Collection entries
= = = = =

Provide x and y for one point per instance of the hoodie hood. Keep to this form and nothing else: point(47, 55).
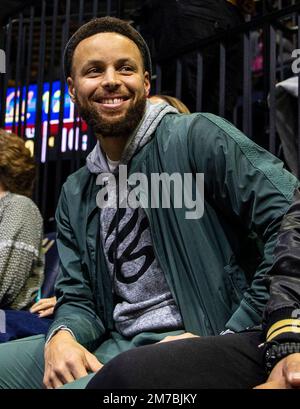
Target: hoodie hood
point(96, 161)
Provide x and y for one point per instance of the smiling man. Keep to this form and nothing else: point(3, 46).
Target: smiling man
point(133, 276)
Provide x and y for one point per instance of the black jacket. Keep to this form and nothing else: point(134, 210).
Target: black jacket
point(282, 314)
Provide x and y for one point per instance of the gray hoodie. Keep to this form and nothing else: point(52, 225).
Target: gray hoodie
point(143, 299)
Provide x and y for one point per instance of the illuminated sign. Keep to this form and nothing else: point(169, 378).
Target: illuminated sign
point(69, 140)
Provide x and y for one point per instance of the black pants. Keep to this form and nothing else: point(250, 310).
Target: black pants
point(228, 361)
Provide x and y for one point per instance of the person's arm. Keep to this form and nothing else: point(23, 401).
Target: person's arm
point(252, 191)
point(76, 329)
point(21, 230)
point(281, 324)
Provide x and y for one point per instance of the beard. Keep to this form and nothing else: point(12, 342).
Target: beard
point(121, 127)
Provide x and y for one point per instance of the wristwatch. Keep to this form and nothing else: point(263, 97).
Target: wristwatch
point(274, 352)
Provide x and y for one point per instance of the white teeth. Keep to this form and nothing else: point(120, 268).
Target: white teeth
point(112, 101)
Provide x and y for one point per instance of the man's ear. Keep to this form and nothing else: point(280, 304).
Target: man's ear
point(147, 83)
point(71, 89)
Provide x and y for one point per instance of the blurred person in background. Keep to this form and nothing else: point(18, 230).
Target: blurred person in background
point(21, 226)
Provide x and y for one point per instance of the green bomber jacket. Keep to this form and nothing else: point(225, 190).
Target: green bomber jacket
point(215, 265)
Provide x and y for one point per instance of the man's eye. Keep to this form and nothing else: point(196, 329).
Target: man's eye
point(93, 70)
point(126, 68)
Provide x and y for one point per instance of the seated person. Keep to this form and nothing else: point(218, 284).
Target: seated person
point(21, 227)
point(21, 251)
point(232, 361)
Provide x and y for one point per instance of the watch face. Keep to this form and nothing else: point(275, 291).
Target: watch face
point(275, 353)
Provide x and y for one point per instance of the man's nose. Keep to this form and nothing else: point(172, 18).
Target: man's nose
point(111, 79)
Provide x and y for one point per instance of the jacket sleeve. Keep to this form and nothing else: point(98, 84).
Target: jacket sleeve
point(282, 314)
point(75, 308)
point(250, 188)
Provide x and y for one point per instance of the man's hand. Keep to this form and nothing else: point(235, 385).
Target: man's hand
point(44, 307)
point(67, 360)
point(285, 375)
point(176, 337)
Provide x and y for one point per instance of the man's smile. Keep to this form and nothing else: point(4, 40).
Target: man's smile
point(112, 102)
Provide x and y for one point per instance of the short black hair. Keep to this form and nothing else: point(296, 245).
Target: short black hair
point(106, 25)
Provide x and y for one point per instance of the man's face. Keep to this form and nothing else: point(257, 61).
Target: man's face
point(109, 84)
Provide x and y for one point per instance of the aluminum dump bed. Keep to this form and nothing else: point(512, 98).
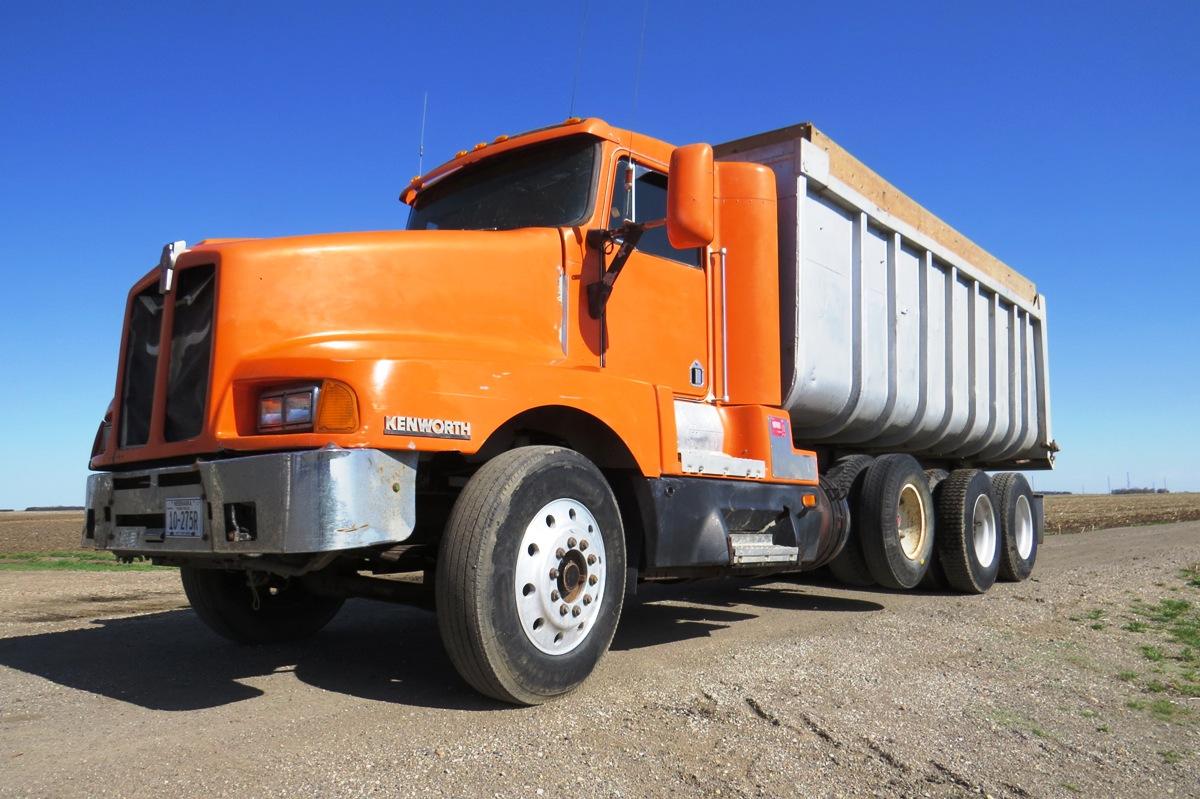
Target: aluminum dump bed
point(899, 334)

= = = = =

▶ **Exercise instructions**
Return all the data exactly, and keep the pictures out.

▶ **Reply**
Provide x and y for one point per instance of the hoodie hood. Keep to this form and nothing else: point(47, 55).
Target: hoodie hood
point(96, 161)
Provide x and y for one point per instance of the smiling man. Keep to this form and nothing else: point(3, 46).
Target: smiling man
point(133, 276)
Provide x and y for one point per instance of the black jacket. Keep to this form and nothing else: point(134, 210).
Target: black jacket
point(282, 314)
Provide x and y for one point per instance of the gray hoodie. Keep to this form and nothing else: point(52, 225).
Target: gray hoodie
point(143, 299)
Provide x and y for one point per instance of the illuminated sign. Keep to this form and nothing else: point(169, 378).
Target: illuminated sign
point(69, 140)
Provide x and y for one point per instance of the black pants. Keep to this form and nothing else: point(250, 310).
Target: black pants
point(228, 361)
Provide x and y for one point per instance of the person's arm. Keep to this form and nothing else: point(23, 401).
Target: person's arm
point(252, 191)
point(76, 329)
point(21, 230)
point(281, 324)
Provide x and y for one point per instance of the beard. Keep to this form and nothing else: point(12, 342).
Target: beard
point(121, 127)
Provide x and y for one point per instance of the wristwatch. Keep to this form and nothing else: point(263, 97).
Target: wristwatch
point(274, 352)
Provide x and y for one point per instance of the white teeth. Keep to this form and nothing else: point(120, 268).
Target: white teeth
point(112, 101)
Provide x and y for one point per instance of the man's ear. Keep to this form and nothing else: point(280, 304).
Target: man's ear
point(147, 83)
point(71, 89)
Provide x and y for one point per instance of the blurred person in background. Keep to this form and nothing else: point(18, 230).
Target: blurred person in background
point(21, 226)
Provide x and y for one point per instance of the green bomber jacket. Keep to this form and nothing else: point(225, 190).
Target: green bomber jacket
point(215, 265)
Provide x and y for one point per instance of the man's eye. Keep to this form and nothing else: point(196, 329).
Target: man's eye
point(93, 70)
point(126, 68)
Provide x and y for one point per instance of the seated person. Keep to this form and nothing else: point(218, 284).
Target: seated person
point(21, 227)
point(21, 251)
point(232, 361)
Provide x and y for one point per instance of the watch face. Keep to this form and nothing else: point(275, 291).
Target: watch face
point(275, 353)
Provide x and y for one point per instance of the man's nose. Keep to this form and nothing else: point(172, 18).
Target: man's nose
point(111, 79)
Provide x and y for one point per instance of the jacket sleeve. Keep to this form and nothing else: point(98, 84).
Target: jacket sleeve
point(282, 314)
point(75, 308)
point(250, 188)
Provide x and y for one point per instance of the man's hand. Keep to this form and nothing else: point(235, 385).
Target: man's hand
point(44, 307)
point(67, 360)
point(285, 375)
point(176, 337)
Provide x and y for one point per instance of the man's smile. Keep to this form and nothing else: point(4, 40).
Target: man's smile
point(112, 102)
Provide x and y for one point per instance of the short black hair. Keep to this form and nothing else: point(296, 245).
Target: short black hair
point(106, 25)
Provide x and y for one point per instance of the man's face. Keep to this form and nothing else: point(257, 61).
Target: man's face
point(109, 84)
Provide x and y for one point per instance of the aluminum dump bed. Keep to this form and nothing else: point(512, 98).
Target: aluminum dump bed
point(899, 334)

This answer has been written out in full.